-------- EXTRAIT FOURNI --------

Il y a quelques décennies, une génération passait en 25 ans. Le film Tanguy, sorti en 2001, présente un jeune de 28 ans, largement diplômé, qui vit encore chez ses parents. A l’époque, le phénomène était inhabituel. Aujourd’hui, il est normal.
En fait, le passage d’une génération n’est pas une question de nombre d’années, mais d’étapes franchies, permettant de passer aux étapes suivantes. Ce qui était clairement défini et prenait 25 ans par le passé est devenu flou aujourd’hui. Voici cinq étapes qui ne se passent plus comme par le passé.
Une génération en cinq étapes
1 . La fin de la formation.
Avant, les choses étaient claires. Aujourd’hui, les jeunes savent qu’ils se formeront toute leur vie. En moyenne, la fin des études arrive tard, vers 28 ans. Un nombre croissant de jeunes suivent des études supérieures qui ne leur donnent pas forcément un métier. Puis, à 35, 40 ou 45 ans, beaucoup d’adultes sont à nouveau en train de se former.
2 . L’indépendance financière.
Avant c’était clair : on n'avait pas d’argent, puis on commençait à travailler, et alors on avait de l’argent. Aujourd’hui, un jeune n’a pas d’argent ; il fait un boulot d’étudiant ; il pense qu’il a de l’argent ; il recommence des études ; il n’a plus d’argent ; il travaille pendant ses études ; il ne sait pas s’il aura suffisamment… De nombreux parents continuent de soutenir financièrement leurs enfants mariés. Le moment de l’indépendance financière est devenu flou et ne permet plus de passer d’une génération à l’autre.

--------

CONSIGNE — Recopiez intégralement, sans rien modifier, l'extrait sur le passage d'une génération à l'autre.

-------- LISTE DES DONNÉES --------

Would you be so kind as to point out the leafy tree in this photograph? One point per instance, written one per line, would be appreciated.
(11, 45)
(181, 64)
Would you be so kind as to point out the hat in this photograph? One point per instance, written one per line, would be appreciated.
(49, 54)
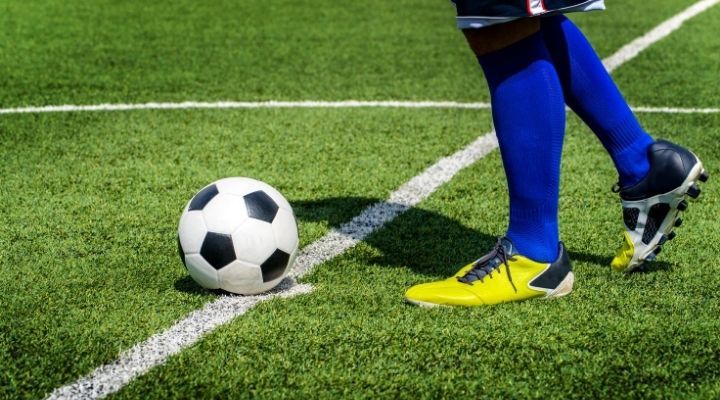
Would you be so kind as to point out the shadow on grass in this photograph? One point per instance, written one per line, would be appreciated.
(427, 242)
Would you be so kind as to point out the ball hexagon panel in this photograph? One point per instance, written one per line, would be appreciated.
(279, 199)
(218, 249)
(202, 272)
(241, 277)
(239, 186)
(260, 206)
(181, 252)
(275, 265)
(285, 230)
(254, 241)
(203, 197)
(225, 213)
(191, 231)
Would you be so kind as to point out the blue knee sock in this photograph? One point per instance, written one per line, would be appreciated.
(529, 116)
(591, 93)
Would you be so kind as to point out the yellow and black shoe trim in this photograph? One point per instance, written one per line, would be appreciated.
(651, 207)
(500, 276)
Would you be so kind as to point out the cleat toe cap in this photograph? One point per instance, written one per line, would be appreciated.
(694, 191)
(704, 176)
(682, 206)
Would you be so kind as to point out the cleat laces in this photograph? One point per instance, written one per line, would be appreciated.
(490, 262)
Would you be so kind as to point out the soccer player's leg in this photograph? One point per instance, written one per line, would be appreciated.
(653, 181)
(529, 116)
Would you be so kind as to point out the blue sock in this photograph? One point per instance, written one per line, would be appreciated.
(591, 93)
(529, 116)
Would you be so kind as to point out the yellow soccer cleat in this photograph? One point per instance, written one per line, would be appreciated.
(651, 207)
(500, 276)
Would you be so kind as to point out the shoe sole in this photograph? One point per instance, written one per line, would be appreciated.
(673, 198)
(563, 289)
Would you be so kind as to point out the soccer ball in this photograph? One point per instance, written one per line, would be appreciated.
(239, 235)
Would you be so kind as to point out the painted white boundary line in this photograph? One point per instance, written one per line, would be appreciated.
(632, 49)
(142, 357)
(190, 105)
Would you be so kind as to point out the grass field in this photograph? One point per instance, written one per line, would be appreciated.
(91, 200)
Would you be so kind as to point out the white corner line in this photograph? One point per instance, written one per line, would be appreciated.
(632, 49)
(154, 351)
(142, 357)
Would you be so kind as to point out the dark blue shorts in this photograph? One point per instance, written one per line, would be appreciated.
(481, 13)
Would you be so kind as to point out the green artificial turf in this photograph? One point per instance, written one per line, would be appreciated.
(90, 203)
(646, 335)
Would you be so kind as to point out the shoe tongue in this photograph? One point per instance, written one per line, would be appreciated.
(507, 246)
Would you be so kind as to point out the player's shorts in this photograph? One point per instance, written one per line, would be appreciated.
(482, 13)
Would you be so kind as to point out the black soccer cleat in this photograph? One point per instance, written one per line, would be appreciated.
(651, 207)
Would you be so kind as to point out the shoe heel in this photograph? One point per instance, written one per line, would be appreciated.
(564, 288)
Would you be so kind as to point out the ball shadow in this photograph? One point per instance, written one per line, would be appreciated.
(427, 242)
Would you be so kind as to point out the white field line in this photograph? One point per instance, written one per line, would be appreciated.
(142, 357)
(189, 105)
(632, 49)
(112, 377)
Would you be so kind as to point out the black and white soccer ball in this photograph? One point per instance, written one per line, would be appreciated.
(239, 235)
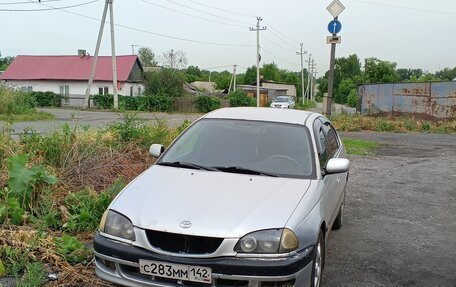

--------

RÉPONSE ATTENDUE —
Il y a quelques décennies, une génération passait en 25 ans. Le film Tanguy, sorti en 2001, présente un jeune de 28 ans, largement diplômé, qui vit encore chez ses parents. A l’époque, le phénomène était inhabituel. Aujourd’hui, il est normal.
En fait, le passage d’une génération n’est pas une question de nombre d’années, mais d’étapes franchies, permettant de passer aux étapes suivantes. Ce qui était clairement défini et prenait 25 ans par le passé est devenu flou aujourd’hui. Voici cinq étapes qui ne se passent plus comme par le passé.
Une génération en cinq étapes
1 . La fin de la formation.
Avant, les choses étaient claires. Aujourd’hui, les jeunes savent qu’ils se formeront toute leur vie. En moyenne, la fin des études arrive tard, vers 28 ans. Un nombre croissant de jeunes suivent des études supérieures qui ne leur donnent pas forcément un métier. Puis, à 35, 40 ou 45 ans, beaucoup d’adultes sont à nouveau en train de se former.
2 . L’indépendance financière.
Avant c’était clair : on n'avait pas d’argent, puis on commençait à travailler, et alors on avait de l’argent. Aujourd’hui, un jeune n’a pas d’argent ; il fait un boulot d’étudiant ; il pense qu’il a de l’argent ; il recommence des études ; il n’a plus d’argent ; il travaille pendant ses études ; il ne sait pas s’il aura suffisamment… De nombreux parents continuent de soutenir financièrement leurs enfants mariés. Le moment de l’indépendance financière est devenu flou et ne permet plus de passer d’une génération à l’autre.